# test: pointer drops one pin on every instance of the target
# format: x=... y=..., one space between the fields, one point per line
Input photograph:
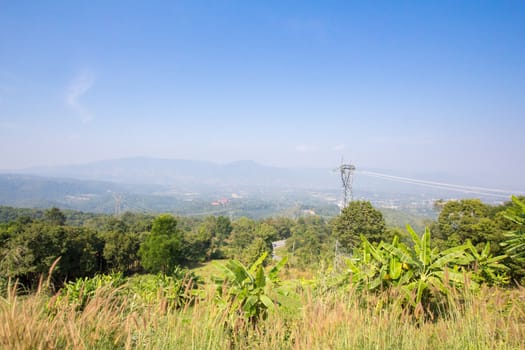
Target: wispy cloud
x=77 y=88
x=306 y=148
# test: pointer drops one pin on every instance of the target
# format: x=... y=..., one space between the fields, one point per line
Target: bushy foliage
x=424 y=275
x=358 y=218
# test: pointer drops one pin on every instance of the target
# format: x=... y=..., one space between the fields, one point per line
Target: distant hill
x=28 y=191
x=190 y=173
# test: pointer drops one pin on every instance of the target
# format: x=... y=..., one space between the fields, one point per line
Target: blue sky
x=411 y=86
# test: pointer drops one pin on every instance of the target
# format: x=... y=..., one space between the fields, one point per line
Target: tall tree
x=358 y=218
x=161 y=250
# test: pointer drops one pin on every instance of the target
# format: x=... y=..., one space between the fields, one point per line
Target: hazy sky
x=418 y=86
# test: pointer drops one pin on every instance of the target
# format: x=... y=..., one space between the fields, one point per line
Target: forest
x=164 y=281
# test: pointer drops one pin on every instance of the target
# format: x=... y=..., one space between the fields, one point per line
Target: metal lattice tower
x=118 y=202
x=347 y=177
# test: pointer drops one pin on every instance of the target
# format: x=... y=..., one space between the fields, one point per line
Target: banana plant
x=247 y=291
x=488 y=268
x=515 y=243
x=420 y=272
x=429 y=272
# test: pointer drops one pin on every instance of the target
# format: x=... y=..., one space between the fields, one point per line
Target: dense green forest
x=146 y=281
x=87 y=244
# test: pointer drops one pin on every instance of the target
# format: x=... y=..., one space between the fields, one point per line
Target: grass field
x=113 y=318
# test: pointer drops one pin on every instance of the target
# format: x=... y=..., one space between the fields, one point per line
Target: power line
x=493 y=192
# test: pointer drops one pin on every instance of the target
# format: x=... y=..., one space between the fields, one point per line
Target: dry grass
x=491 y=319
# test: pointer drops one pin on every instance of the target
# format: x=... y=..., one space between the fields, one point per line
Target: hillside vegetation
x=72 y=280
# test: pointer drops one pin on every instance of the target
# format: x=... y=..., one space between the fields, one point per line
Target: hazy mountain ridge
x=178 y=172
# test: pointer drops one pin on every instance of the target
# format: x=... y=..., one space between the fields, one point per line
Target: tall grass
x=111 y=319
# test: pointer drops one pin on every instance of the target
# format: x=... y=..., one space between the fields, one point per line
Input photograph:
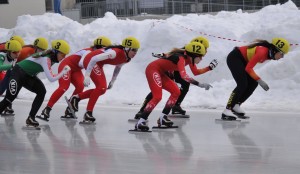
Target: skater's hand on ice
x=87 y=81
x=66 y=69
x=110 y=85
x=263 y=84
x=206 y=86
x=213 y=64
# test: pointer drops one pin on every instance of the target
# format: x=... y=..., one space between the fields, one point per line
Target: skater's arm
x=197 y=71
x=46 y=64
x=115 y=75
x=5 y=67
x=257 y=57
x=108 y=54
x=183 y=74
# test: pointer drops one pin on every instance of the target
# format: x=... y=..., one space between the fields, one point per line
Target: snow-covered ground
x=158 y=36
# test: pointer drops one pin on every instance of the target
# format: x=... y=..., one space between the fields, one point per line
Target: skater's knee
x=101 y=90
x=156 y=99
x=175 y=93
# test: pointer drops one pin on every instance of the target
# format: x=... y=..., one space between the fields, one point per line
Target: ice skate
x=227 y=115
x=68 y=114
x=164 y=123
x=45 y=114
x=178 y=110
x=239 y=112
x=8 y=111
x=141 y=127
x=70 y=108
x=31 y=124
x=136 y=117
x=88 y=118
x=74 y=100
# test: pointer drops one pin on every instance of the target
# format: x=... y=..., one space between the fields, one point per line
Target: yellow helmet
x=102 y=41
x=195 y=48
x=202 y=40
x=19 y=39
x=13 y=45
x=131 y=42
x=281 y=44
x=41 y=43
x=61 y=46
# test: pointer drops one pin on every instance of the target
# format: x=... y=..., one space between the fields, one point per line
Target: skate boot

———

§ **SET PROBLEM**:
Convert every line of the entries above into a JSON list of strings, with one string per line and blank lines skipped. Leave the pictures out.

§ **RIGHT ANSWER**:
[
  "# test: pointer drops one pin on every instance of the target",
  "# format: x=... y=..., one space between the fields, one point per line",
  "Input photograph:",
  "Target: wispy cloud",
  "x=77 y=88",
  "x=306 y=148",
  "# test: pointer drops one pin on every instance of the target",
  "# format: x=... y=..., one space between the fields, one point per line",
  "Target: bushy foliage",
  "x=424 y=275",
  "x=358 y=218",
  "# test: pointer drops one pin on every instance of the target",
  "# format: x=... y=..., one space between the fields, one point per line",
  "Target: distant hill",
  "x=28 y=191",
  "x=190 y=173",
  "# test: pointer drops one pin on every instance of the target",
  "# format: x=... y=..., one space between the fields, one point per line",
  "Target: blue sky",
  "x=411 y=86",
  "# test: pointer drops one pin on every instance of the target",
  "# format: x=... y=..., one space between the fields, one point per line",
  "Target: tall tree",
  "x=358 y=218",
  "x=161 y=250",
  "# test: pointer drops one pin on every instance of the target",
  "# format: x=... y=..., one space between the fields, one point per line",
  "Target: hazy sky",
  "x=418 y=86",
  "# test: pointer drops one pin on every instance of the target",
  "# format: x=... y=..., one space between the fields, one point per line",
  "Target: forest",
  "x=164 y=281",
  "# test: pointer drops one pin on every instance of the target",
  "# format: x=... y=..., one space between the fields, one point per line",
  "Target: metal lattice tower",
  "x=118 y=202",
  "x=347 y=177",
  "# test: pointer drops one pin on every instance of the target",
  "# format: x=... y=..., one space between the fields, one point per line",
  "Target: banana plant",
  "x=247 y=291",
  "x=488 y=268",
  "x=515 y=243",
  "x=420 y=272",
  "x=429 y=272",
  "# test: pointer drops one pin on every instance of the target",
  "# format: x=... y=..., one space between the fields, one point per line",
  "Target: dense green forest",
  "x=146 y=281",
  "x=87 y=244",
  "# test: pointer drops one pin on every instance of the target",
  "# format: x=... y=..., one space between the fields, one point per line",
  "Target: grass field",
  "x=113 y=318",
  "# test: pointer drops one pin on every instance of the target",
  "# format: x=... y=..., one space between the fields, one point per line",
  "Target: power line",
  "x=493 y=192",
  "# test: pointer drops one pin on every instance of the target",
  "# format: x=... y=..., one space between the fields, one point per line",
  "Target: dry grass",
  "x=491 y=319",
  "# test: pointer drops one pin on every instance of the target",
  "# format: x=... y=..., one space between the fields, one point per line",
  "Target: hillside vegetation",
  "x=72 y=280",
  "# test: pointer drops one pin on every instance of the target",
  "# format: x=... y=..., one space between the fields, one point per line",
  "Target: hazy mountain ridge",
  "x=178 y=172",
  "# test: pointer drops one pin on every instance of the target",
  "# format: x=... y=..., one space between the fields, one point per line",
  "Target: tall grass",
  "x=111 y=319",
  "# test: pointer drops one pin on every instance of the target",
  "# format: x=... y=..., one space between the fields, one point per line",
  "Input photograph:",
  "Target: skater's hand on ice",
  "x=87 y=81",
  "x=66 y=69",
  "x=110 y=85",
  "x=263 y=84",
  "x=206 y=86",
  "x=213 y=64",
  "# test: pointer drops one pin on every instance of the target",
  "# format: x=... y=..., one space between the fields, one point per line",
  "Target: skater's arm",
  "x=197 y=71",
  "x=46 y=64",
  "x=115 y=75",
  "x=5 y=67",
  "x=257 y=57",
  "x=108 y=54",
  "x=183 y=74",
  "# test: pointer drops one pin on every instance of the target",
  "# format: x=... y=..., one space between the fields, one point per line",
  "Target: snow-covered ground",
  "x=158 y=36",
  "# test: pointer drops one pin on every instance of the target",
  "# format: x=... y=..., one space between the fields, one point per line",
  "Target: skater's knee",
  "x=101 y=90",
  "x=156 y=99",
  "x=175 y=93",
  "# test: pointer drops one pin on every instance of the target",
  "# format: x=... y=..., one space between the fields, one point per line",
  "Target: ice skate",
  "x=227 y=115",
  "x=68 y=114",
  "x=164 y=123",
  "x=45 y=114",
  "x=178 y=110",
  "x=239 y=112",
  "x=8 y=111",
  "x=141 y=127",
  "x=70 y=108",
  "x=31 y=124",
  "x=136 y=117",
  "x=88 y=118",
  "x=74 y=100",
  "# test: pointer drops one pin on every instance of the target",
  "# format: x=... y=..., one space between the fields, one point per line",
  "Target: yellow helmet",
  "x=102 y=41",
  "x=195 y=48",
  "x=202 y=40",
  "x=19 y=39",
  "x=13 y=45",
  "x=131 y=42",
  "x=281 y=44",
  "x=41 y=43",
  "x=61 y=46",
  "# test: pointer drops one pin on every instance of the target",
  "# format: x=... y=..., one space between the fields, one point per line",
  "Target: skate boot"
]